Express the records below as a JSON list of strings with one string per line, omitting blank lines and leaving the pictures out.

+-------+

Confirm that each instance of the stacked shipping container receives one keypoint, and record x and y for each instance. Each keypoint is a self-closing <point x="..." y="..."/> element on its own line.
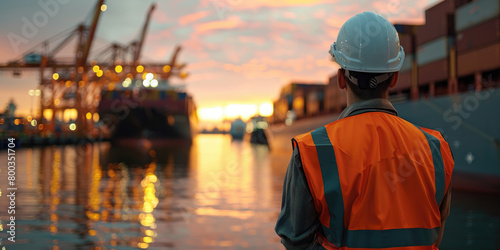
<point x="454" y="51"/>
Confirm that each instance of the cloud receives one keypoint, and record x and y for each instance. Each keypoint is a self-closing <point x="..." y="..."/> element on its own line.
<point x="240" y="4"/>
<point x="230" y="23"/>
<point x="193" y="17"/>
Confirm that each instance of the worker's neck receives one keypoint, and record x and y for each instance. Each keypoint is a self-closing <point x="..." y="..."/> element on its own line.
<point x="351" y="98"/>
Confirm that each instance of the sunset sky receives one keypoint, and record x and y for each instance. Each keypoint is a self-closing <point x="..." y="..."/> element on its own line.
<point x="237" y="51"/>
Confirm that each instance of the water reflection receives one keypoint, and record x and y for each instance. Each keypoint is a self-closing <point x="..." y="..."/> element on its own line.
<point x="214" y="194"/>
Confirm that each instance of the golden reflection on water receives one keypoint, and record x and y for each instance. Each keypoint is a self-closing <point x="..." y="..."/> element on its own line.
<point x="101" y="197"/>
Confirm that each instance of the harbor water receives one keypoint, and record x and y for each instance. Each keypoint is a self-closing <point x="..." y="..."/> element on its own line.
<point x="214" y="194"/>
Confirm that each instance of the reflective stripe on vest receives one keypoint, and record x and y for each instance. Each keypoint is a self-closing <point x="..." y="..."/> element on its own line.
<point x="333" y="192"/>
<point x="334" y="232"/>
<point x="437" y="159"/>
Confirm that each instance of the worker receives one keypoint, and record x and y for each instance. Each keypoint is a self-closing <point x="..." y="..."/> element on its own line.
<point x="370" y="179"/>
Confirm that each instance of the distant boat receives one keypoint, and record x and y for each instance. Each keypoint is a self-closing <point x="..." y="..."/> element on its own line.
<point x="259" y="126"/>
<point x="238" y="129"/>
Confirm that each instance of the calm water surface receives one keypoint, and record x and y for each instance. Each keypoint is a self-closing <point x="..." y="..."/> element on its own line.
<point x="214" y="194"/>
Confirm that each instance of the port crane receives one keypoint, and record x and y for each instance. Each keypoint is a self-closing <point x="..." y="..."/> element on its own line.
<point x="76" y="83"/>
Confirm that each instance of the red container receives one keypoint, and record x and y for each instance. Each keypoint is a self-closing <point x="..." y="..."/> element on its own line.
<point x="479" y="60"/>
<point x="479" y="35"/>
<point x="436" y="22"/>
<point x="404" y="81"/>
<point x="406" y="41"/>
<point x="433" y="72"/>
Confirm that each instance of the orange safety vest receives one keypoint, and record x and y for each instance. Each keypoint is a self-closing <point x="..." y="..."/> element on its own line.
<point x="377" y="181"/>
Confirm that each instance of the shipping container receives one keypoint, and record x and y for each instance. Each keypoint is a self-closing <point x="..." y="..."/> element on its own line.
<point x="432" y="51"/>
<point x="404" y="82"/>
<point x="335" y="98"/>
<point x="475" y="13"/>
<point x="433" y="72"/>
<point x="480" y="35"/>
<point x="437" y="22"/>
<point x="484" y="59"/>
<point x="406" y="41"/>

+-------+

◆ **The result**
[
  "Confirm that each instance of the stacked shipping container receives one keypoint, and record x and y for each instance. Each keypoint is a self-closing <point x=\"...\" y=\"...\"/> element on its own line.",
  "<point x=\"454\" y=\"51\"/>",
  "Confirm that each instance of the cloud receives one keypoint, and record x and y for each instance. Each keypoint is a self-closing <point x=\"...\" y=\"...\"/> element on its own line.",
  "<point x=\"240\" y=\"4\"/>",
  "<point x=\"230\" y=\"23\"/>",
  "<point x=\"193\" y=\"17\"/>",
  "Confirm that each instance of the worker's neck receives one keypoint, and record x and y for each instance. Each keypoint is a self-closing <point x=\"...\" y=\"...\"/> element on its own line.",
  "<point x=\"351\" y=\"98\"/>",
  "Confirm that each instance of the sunset sky receives one keypoint, and record x and y for each instance. Each keypoint is a self-closing <point x=\"...\" y=\"...\"/> element on its own line.",
  "<point x=\"237\" y=\"51\"/>",
  "Confirm that each instance of the water reflection receives one keypoint, and record x and y for each instance. Each keypoint is a self-closing <point x=\"...\" y=\"...\"/> element on its own line.",
  "<point x=\"214\" y=\"194\"/>",
  "Confirm that each instance of the golden reflection on water receives one keypoint, and record x and y for each instance. Each keypoint is a self-closing <point x=\"...\" y=\"...\"/> element on its own line.",
  "<point x=\"101\" y=\"197\"/>",
  "Confirm that each instance of the harbor water receives one keypoint, and record x and y for each instance. Each keypoint is a self-closing <point x=\"...\" y=\"...\"/> element on its own line.",
  "<point x=\"214\" y=\"194\"/>",
  "Confirm that each instance of the reflective stripe on vest receives one keypoint, and record x and y for each instance. Each keypoint is a self-closing <point x=\"...\" y=\"...\"/> element on its own line.",
  "<point x=\"333\" y=\"192\"/>",
  "<point x=\"334\" y=\"232\"/>",
  "<point x=\"437\" y=\"159\"/>",
  "Confirm that each instance of the worker receives one keypoint, and record x and y for each instance. Each keypoint is a self-closing <point x=\"...\" y=\"...\"/> element on its own line.",
  "<point x=\"370\" y=\"179\"/>",
  "Confirm that each instance of the distant boat receives one keypoint, and record x and y for each instance. Each keypoint is a self-closing <point x=\"...\" y=\"...\"/> element on its own line.",
  "<point x=\"259\" y=\"126\"/>",
  "<point x=\"238\" y=\"129\"/>",
  "Confirm that each instance of the calm water surface receives one keypoint, and record x and y for each instance. Each keypoint is a self-closing <point x=\"...\" y=\"...\"/> element on its own line.",
  "<point x=\"214\" y=\"194\"/>",
  "Confirm that each instance of the port crane receives one keypoint, and record x and y for each instance. Each keypoint is a self-closing <point x=\"...\" y=\"...\"/> element on its own line.",
  "<point x=\"76\" y=\"83\"/>",
  "Confirm that each instance of the red container receives one keypoint, and record x and y for each instance. Each keypoint is a self-closing <point x=\"...\" y=\"...\"/> element on its own line.",
  "<point x=\"479\" y=\"60\"/>",
  "<point x=\"479\" y=\"35\"/>",
  "<point x=\"436\" y=\"22\"/>",
  "<point x=\"404\" y=\"81\"/>",
  "<point x=\"406\" y=\"41\"/>",
  "<point x=\"433\" y=\"72\"/>",
  "Confirm that each instance of the orange safety vest receives one keypoint, and record x and y for each instance. Each keypoint is a self-closing <point x=\"...\" y=\"...\"/> element on its own line.",
  "<point x=\"377\" y=\"181\"/>",
  "Confirm that each instance of the shipping container receives one keypoint, and record x and y for each instance. Each keypoint is a self-closing <point x=\"...\" y=\"...\"/> element on its own line.",
  "<point x=\"432\" y=\"51\"/>",
  "<point x=\"404\" y=\"82\"/>",
  "<point x=\"335\" y=\"98\"/>",
  "<point x=\"475\" y=\"13\"/>",
  "<point x=\"433\" y=\"72\"/>",
  "<point x=\"480\" y=\"35\"/>",
  "<point x=\"437\" y=\"22\"/>",
  "<point x=\"484\" y=\"59\"/>",
  "<point x=\"406\" y=\"41\"/>"
]